**Problem:** Reproduce all of the items below, substituting "must" for every occurrence of "shall" and leaving everything else unchanged.

-*-*-

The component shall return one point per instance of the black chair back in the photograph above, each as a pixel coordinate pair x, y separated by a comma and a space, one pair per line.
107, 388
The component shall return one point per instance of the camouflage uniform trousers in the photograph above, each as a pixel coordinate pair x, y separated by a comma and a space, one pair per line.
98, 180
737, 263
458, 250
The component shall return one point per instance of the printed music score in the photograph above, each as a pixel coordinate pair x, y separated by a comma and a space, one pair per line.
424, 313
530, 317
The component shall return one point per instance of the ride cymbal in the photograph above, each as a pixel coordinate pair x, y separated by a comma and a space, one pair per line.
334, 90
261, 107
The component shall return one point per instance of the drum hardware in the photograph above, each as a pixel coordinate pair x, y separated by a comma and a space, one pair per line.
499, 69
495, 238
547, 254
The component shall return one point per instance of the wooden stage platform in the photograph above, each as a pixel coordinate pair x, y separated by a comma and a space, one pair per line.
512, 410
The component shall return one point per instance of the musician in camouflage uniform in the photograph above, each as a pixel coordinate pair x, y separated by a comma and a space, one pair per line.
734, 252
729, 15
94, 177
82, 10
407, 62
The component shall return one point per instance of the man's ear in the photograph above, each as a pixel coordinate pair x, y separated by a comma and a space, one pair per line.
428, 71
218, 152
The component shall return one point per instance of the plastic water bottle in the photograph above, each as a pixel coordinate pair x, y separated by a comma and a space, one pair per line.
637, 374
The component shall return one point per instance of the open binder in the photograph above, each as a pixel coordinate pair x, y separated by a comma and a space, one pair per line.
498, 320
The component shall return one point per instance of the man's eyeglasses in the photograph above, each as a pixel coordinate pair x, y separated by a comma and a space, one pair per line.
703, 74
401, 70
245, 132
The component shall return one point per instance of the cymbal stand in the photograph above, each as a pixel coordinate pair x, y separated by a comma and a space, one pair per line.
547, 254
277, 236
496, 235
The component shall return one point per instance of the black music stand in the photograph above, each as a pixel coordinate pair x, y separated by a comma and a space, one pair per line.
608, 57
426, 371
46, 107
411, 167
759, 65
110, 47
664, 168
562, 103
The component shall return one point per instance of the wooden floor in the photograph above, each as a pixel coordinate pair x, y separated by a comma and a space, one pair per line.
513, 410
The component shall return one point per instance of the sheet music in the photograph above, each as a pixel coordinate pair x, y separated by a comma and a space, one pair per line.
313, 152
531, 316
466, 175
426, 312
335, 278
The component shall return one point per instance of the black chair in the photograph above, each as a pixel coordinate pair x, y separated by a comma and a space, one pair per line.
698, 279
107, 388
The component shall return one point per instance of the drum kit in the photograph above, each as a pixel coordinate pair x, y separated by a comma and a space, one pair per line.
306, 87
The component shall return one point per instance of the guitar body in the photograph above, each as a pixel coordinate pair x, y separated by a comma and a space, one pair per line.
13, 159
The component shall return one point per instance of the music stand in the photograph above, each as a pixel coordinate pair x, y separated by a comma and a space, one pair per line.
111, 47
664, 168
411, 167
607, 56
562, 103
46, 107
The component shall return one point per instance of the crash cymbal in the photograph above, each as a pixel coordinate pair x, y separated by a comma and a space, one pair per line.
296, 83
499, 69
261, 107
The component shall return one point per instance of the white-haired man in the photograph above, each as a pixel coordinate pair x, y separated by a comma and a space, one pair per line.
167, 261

-*-*-

**Answer to this task:**
The component must return one point per instance of the black chair back in the photograph above, each as a pixel coordinate pair x, y separated by a comma and a space, one pair per line.
107, 388
The component must return one point per instance of the camouflage uniform trousers in the photograph above, each as a pixel coordinate pair x, y separated by a comma and a space, one pair per line.
98, 180
737, 263
458, 250
The component must return one point per instance of the printed music score in the photograph above, each as a pixel coordinate pair x, y separated by a comma and a space, one pair per line.
424, 313
530, 317
The component must return one point per instance of the ride cymbal in the photograph above, each as a pixel coordinate pair x, y separated by a comma and a space, one pair per line.
334, 90
261, 107
The component must return one point per instance of the drum hardware in the photograph above, each as a pixel coordinate pair x, y separated by a comma and a space, one pair per line.
499, 69
495, 238
547, 254
The component must return one point per instance of the wooden stage platform in the photograph above, each as a pixel coordinate pair x, y separated by a comma and a space, one pair per line.
512, 410
The component must return one point per instance of the musician in camouflage uniform in the photograph above, each as a pixel coordinate pair x, y separated by a comma and a space, one pair per line.
734, 252
729, 15
94, 177
82, 10
407, 62
The component must return one point per instance of the man's ear in the photograph above, each as a pixel coordinate pair x, y separated by a comma and a space, one pair per line.
428, 71
218, 152
The component must return one point per instance of the plastic water bottle in the photograph above, each as a pixel coordinate pair x, y separated by a comma and a space, one pair per line.
637, 374
The component must return one point per instance of the open binder in the photograph above, each as a pixel coordinate pair x, y separated by a comma and a space, one pair per line.
498, 320
The component must return one point per instance of the man's eyeglasses in the photograph above, each as a pixel coordinate pair x, y separated by a comma and a space, one pair per line.
703, 74
401, 70
245, 132
The component must return one point per instance of the cymbal stand in the photograph above, each as a pixel coordinate pair x, y separated by a comma and a space, one pair per line.
547, 254
277, 236
496, 235
The component must return one point per instance of the black music stand in the photograph above, each as a pixel coordinate pair x, y separated by a comma and a space, one pair per line.
608, 57
426, 371
46, 107
411, 167
759, 65
110, 47
664, 168
562, 103
The component must return one point per instance of the wooden floor in the photograph above, each as a pixel coordinate pair x, y separated by a comma and a space, one pair per line.
513, 410
The component must return one point per instance of the sheet music in the photograph above, each as a pixel coordinate pair x, y separated by a comma and a space, one pair per line.
313, 152
531, 316
466, 175
426, 312
335, 278
The component must return one point per instance of the black chair in the photograph above, each as a pixel coordinate pair x, y separated by a comma and a space, one pair per line.
698, 279
107, 388
The component must return one point per instance of the drum kit in the photograph above, each as a pixel coordinate pair x, y separated by a comma and a space, one pair per line.
306, 87
The component must return one point per instance of the guitar body in the photograph above, each as a pixel coordinate pair x, y separated by a comma and a space, one pair per line.
13, 159
The component must return one point per instance of the music stand in the photograph above, each as a pixel coordinate pair x, y separated by a comma and a space, one pair per line.
111, 47
664, 168
411, 167
607, 56
562, 103
46, 107
The component must return one point per instance of the crash cymbal in the photograph above, each as a pixel coordinate pair x, y separated by a comma and a space, one pair per line.
296, 83
499, 69
261, 107
The component must return one point per instance of the white-haired man in the photograph above, each as a pixel coordinate pair x, y separated by a comma and a space, one pair per line.
167, 261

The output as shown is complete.